(Provided data)
____

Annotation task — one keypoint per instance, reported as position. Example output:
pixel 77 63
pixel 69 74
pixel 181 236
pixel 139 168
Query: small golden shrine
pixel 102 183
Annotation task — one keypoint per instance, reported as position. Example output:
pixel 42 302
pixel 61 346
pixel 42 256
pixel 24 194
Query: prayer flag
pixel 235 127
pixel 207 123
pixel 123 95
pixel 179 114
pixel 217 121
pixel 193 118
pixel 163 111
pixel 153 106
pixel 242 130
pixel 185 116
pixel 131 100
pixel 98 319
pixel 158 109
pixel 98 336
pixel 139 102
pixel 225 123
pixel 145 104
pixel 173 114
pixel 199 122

____

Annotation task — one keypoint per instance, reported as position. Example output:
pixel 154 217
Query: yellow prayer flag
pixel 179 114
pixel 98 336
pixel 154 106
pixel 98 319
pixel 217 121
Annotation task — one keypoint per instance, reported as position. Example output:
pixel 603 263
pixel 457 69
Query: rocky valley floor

____

Return each line in the data above that contains the string "Query". Treat uppercase and lowercase as different.

Query: small golden shrine
Query: prayer flag
Query: yellow prayer flag
Query: rocky valley floor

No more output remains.